** Start READING PASSAGE **

1. Recognize the similarity between sampling from a model posterior and bootstrap sampling and note the differences.
1. Understand the benefits and drawbacks of incorporating strong and weak prior information into a model.
1. Learn to work with the following `pyMC` tools: the `observed` kwarg, `sample_posterior_predictive`, and `sample_prior_predictive`.

## Introduction

In this lab, we'll look a variety different models of the same data.
The data will be Gaussian, or Normal, data, with varying numbers of samples.

The first model will be a bootstrapping-based model, of the type used in data8.
The remaining models will be `pyMC` models.
They are defined below, using the function `define_normal_model`.
We will compare and contrast the bootstrapping-based model to the `pyMC` models,
in terms of their prior distributions, their posterior distributions, and the inferences drawn from them.

** End READING PASSAGE **
** Start EXTRACTED INFORMATION **

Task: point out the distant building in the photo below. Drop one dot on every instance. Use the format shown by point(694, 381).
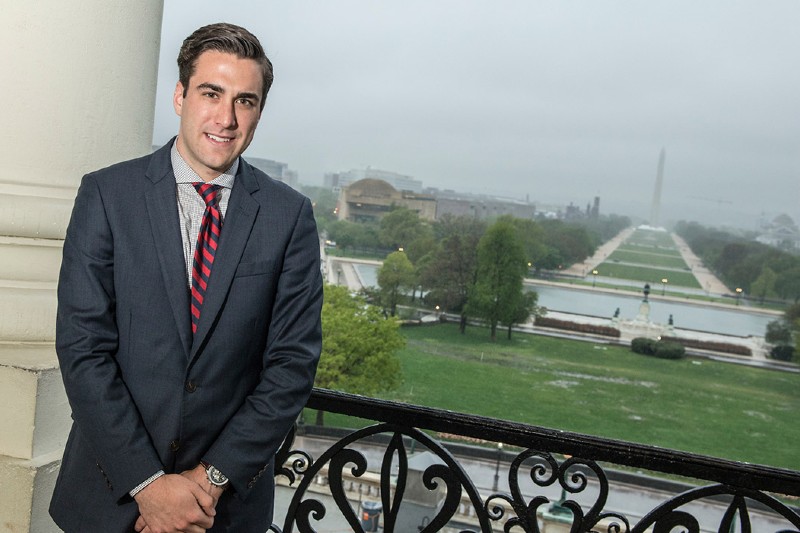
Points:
point(482, 207)
point(275, 169)
point(371, 199)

** End EXTRACTED INFORMATION **

§ **EXERCISES TO COMPLETE**
1. Please answer these questions from the pyMC lab introduction, one per line:
(a) Which three `pyMC` tools does it say you will learn to work with?
(b) What kind of data will the models describe?
(c) Which function defines the `pyMC` models?
2. Extend the pyMC lab introduction with a few sentences that pick up after its final sentence.

§ **THE ANSWERS**
1.
(a) The `observed` kwarg, `sample_posterior_predictive`, and `sample_prior_predictive`.
(b) Gaussian, or Normal, data, with varying numbers of samples.
(c) `define_normal_model`.

2.
## Generating Data

First, we generate the data.
The true mean and standard deviation of the data are set by the variables `true_mu` and `true_sigma`.
The resulting sample will almost surely have a different mean and standard deviation.

In a real scenario, we wouldn't know the values of `true_mu` and `true_sigma`.
We make models to try to represent and quantify our uncertainty about what those values might be.
Working with a case where we know what the real answer is, even if it's a bit artificial, helps us gain a better understanding of our models.

In [None]:
true_mu = 2.
true_sigma = 1.

N = 10

In [None]:
df = util.generate_normal_data(true_mu, true_sigma, N)

As always, before we start modeling data, even with bootstrapping,
we should 

In [None]:
df.mean()[0], df.std()[0]

In [None]:
sns.boxplot(df, width=0.25); sns.rugplot(df);

## Bootstrap Sampling

As we've done previously, we can use bootstrap sampling to estimate our uncertainty about the values of parameters.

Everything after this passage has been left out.